EXERCISE PASSAGE:
:::

Table of contents

SRI Magazine 2018

SRI Magazine 2018

Messages

Getting discoveries to people

In 2018, Sunnybrook unveiled its new three-year Strategic Plan. It affirms our commitment to innovation, education and excellent care, and details how we will achieve strategic directions that honour and advance our vital role in the health care system. Ultimately, we seek to provide the best care to the most critically ill and injured patients.

This highly complex care comes to life through the dedication of our teams, as well as inventive research. The strategic direction Personalized and Precise Treatments captures how we are creating and using novel technologies to prevent and diagnose disease, and deliver precise treatments where few or no options exist.

One of the strongest examples comes from a research team who this year used focused ultrasound to open the blood-brain barrier in people with Alzheimer’s disease. These landmark results inch us closer to the team’s vision of being able to deliver therapies directly to the brain to treat diseases now deemed untreatable. Read more about this research.

Also in this issue is a panorama of the tireless work of the DAN Women & Babies Program. In finding new ways to care for women facing challenging pregnancies and creating best practices for babies born too early, all while saving lives along the way, these researchers are driven to rewrite the care manual for high-risk pregnancies and preterm birth or, better yet, prevent them from happening in the first place.

At the heart of it all remains collaboration, not only among teams internally and throughout the province, but also with the community—our patients and their families—supported by indispensable investment from our funding partners and philanthropic champions. Thank you all for helping us to invent tomorrow’s health care.


Blake Goldring
Chair, Board of Directors
Sunnybrook Health Sciences Centre

Andy Smith
President and CEO
Sunnybrook Health Sciences Centre

As a hospital-based research institute, making discoveries and getting them to our patients, and beyond, impels all that we do. Daily, Sunnybrook Research Institute (SRI) scientists and their teams work to close in on clinical impact.

:::

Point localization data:
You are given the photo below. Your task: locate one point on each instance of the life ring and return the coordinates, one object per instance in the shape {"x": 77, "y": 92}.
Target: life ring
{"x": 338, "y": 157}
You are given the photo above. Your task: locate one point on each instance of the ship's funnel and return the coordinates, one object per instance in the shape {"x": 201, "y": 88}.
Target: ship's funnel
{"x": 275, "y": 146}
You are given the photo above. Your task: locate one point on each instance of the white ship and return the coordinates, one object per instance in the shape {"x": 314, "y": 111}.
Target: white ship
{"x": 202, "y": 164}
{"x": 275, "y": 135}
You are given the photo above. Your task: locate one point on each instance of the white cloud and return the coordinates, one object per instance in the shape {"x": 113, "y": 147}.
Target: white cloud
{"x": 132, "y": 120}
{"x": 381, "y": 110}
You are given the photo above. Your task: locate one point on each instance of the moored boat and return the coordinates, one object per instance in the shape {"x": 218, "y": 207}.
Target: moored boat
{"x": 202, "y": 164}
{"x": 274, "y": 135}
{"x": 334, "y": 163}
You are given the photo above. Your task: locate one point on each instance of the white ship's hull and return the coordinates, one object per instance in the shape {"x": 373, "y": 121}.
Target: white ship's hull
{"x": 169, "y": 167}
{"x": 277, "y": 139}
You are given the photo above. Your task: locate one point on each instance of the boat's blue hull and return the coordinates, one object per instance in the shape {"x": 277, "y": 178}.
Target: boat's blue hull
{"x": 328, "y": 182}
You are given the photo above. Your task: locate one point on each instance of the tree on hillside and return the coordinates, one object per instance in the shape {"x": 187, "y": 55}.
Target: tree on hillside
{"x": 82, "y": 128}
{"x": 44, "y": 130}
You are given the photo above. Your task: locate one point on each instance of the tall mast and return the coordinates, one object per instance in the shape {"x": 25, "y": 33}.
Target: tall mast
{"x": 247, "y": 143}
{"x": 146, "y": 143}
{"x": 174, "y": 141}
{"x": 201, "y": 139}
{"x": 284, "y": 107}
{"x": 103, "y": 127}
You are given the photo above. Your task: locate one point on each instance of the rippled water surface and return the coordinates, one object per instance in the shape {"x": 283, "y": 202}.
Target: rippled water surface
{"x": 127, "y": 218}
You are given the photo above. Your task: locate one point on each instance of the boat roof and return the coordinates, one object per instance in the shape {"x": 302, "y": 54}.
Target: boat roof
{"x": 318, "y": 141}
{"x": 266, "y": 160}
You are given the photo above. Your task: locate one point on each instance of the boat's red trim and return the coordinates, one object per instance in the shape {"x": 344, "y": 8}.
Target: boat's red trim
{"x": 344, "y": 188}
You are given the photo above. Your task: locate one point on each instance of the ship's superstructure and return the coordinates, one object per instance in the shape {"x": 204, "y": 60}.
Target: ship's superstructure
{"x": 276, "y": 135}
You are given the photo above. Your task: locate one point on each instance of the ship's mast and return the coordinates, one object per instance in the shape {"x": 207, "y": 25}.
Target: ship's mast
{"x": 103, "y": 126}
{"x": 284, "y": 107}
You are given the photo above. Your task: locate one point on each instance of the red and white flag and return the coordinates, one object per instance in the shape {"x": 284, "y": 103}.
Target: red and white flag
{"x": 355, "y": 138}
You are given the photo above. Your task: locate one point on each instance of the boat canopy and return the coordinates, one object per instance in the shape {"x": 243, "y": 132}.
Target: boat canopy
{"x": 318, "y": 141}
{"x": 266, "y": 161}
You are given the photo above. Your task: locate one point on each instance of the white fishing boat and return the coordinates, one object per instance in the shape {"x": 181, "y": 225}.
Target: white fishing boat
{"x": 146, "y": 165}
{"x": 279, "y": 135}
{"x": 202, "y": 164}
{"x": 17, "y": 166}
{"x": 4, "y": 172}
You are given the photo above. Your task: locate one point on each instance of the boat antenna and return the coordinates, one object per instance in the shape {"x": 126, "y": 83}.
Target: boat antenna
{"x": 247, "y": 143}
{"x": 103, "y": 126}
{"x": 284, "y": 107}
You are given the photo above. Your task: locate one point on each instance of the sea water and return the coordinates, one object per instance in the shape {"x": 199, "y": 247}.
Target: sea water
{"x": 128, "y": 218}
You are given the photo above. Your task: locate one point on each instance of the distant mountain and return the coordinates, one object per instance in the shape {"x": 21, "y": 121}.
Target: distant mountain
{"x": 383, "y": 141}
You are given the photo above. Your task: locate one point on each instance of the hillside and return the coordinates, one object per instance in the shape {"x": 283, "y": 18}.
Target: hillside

:::

REQUIRED ACTIONS:
(a) According to the magazine message, why are the focused ultrasound results important?
(b) In the magazine message, what did a research team use focused ultrasound to do this year?
(c) Write out the stretch of the magazine message from "In 2018, Sunnybrook" through "and injured patients.".

PER-TASK OUTPUTS:
(a) They bring the research team closer to its vision of delivering therapies directly to the brain to treat diseases now deemed untreatable.

(b) It opened the blood-brain barrier in people with Alzheimer's disease.

(c)
In 2018, Sunnybrook unveiled its new three-year Strategic Plan. It affirms our commitment to innovation, education and excellent care, and details how we will achieve strategic directions that honour and advance our vital role in the health care system. Ultimately, we seek to provide the best care to the most critically ill and injured patients.